What is expected =
Answer these from the letter on living with an eating disorder:
(a) After what age does the writer say nothing can be blamed on the parents anymore?
(b) What part of the disease has the writer come to embrace?
(c) What did almost all the girls in the writer's high school class stop buying from the vending machine?

Selected text =
%%
Living with an Eating Disorder- Ever Wondered what It Feels like?
Letter from a twenty something me…
Living with an eating disorder sucks!
No one wants to deal with the constant fear, guilt, shame, and doubts. It’s an all-encompassing disorder, which slowly and steadily feeds off your energy, your relationship, and your life purpose.
There are so many theories on how people develop an eating disorder, and yet they are not so satisfying to me. I can’t really blame it on my parents any longer, as I don’t feel that I can blame anything on them after I past the age of 12. I came to embrace the genetic component of the disease, and yet it doesn’t give me an answer to why I had to suffer more than my friends, and my sister.
I do remember that almost all the girls in my class in high school “suddenly” dropped a considerable amount of weight, and stop buying salami sandwiches from the vending machine. Did they have an eating disorder as well?
%%
Available data =
%%
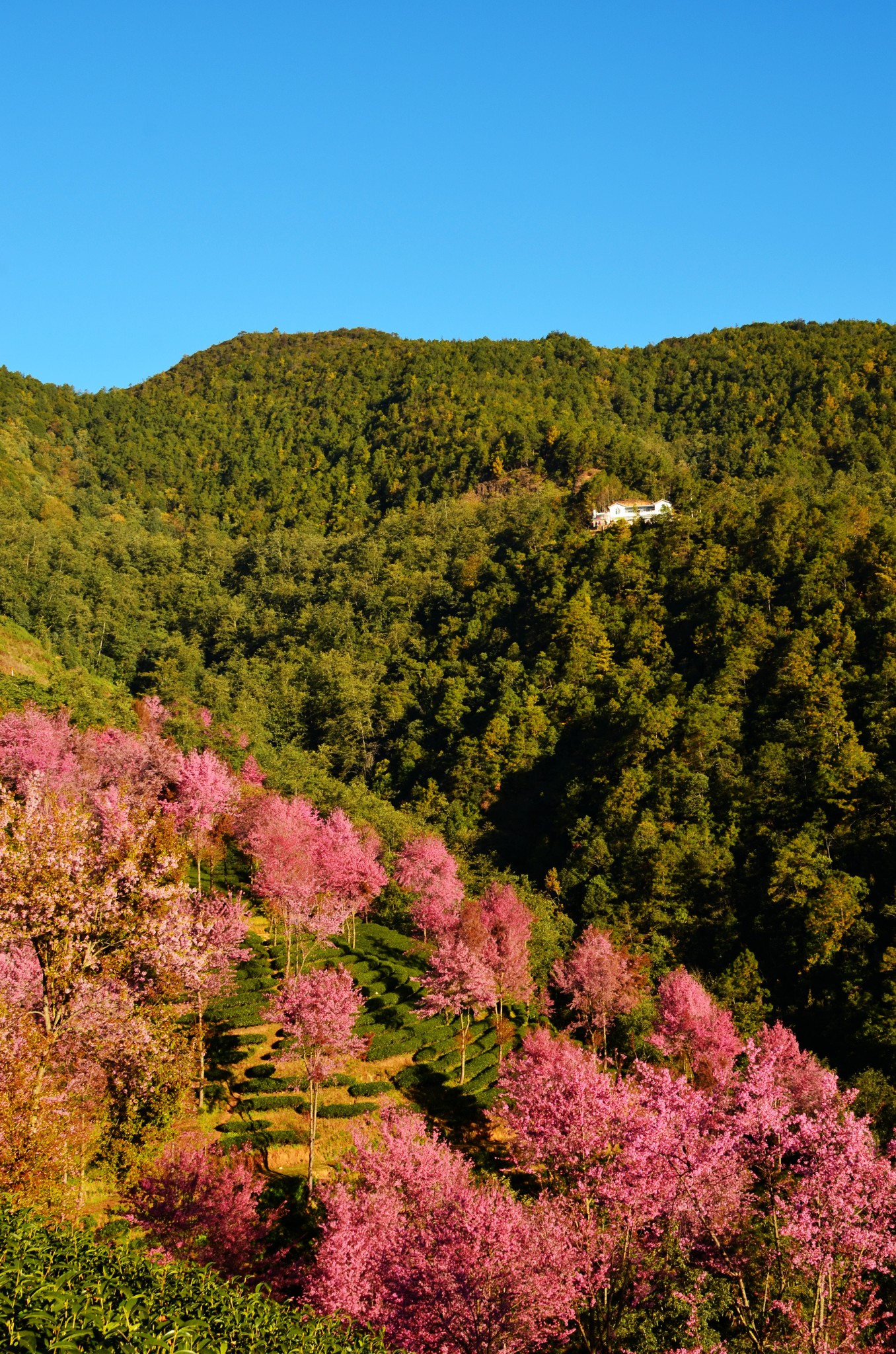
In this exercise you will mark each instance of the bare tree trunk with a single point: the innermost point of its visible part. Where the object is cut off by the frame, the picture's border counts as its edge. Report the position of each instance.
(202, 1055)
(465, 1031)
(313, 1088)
%%
%%
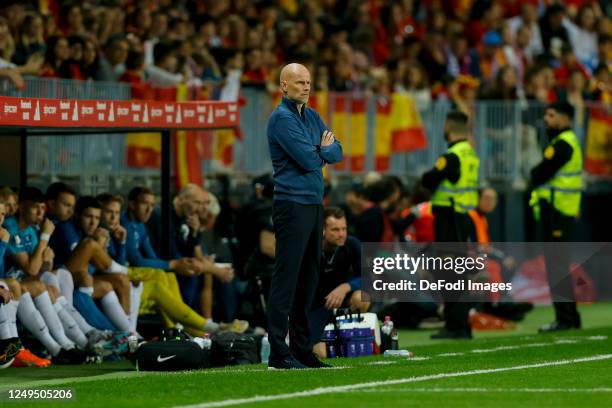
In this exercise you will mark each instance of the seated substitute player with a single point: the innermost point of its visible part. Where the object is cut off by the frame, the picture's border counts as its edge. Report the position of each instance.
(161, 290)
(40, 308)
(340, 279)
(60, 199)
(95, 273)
%%
Result for this exercise =
(a) 12
(b) The genetic component
(c) Salami sandwiches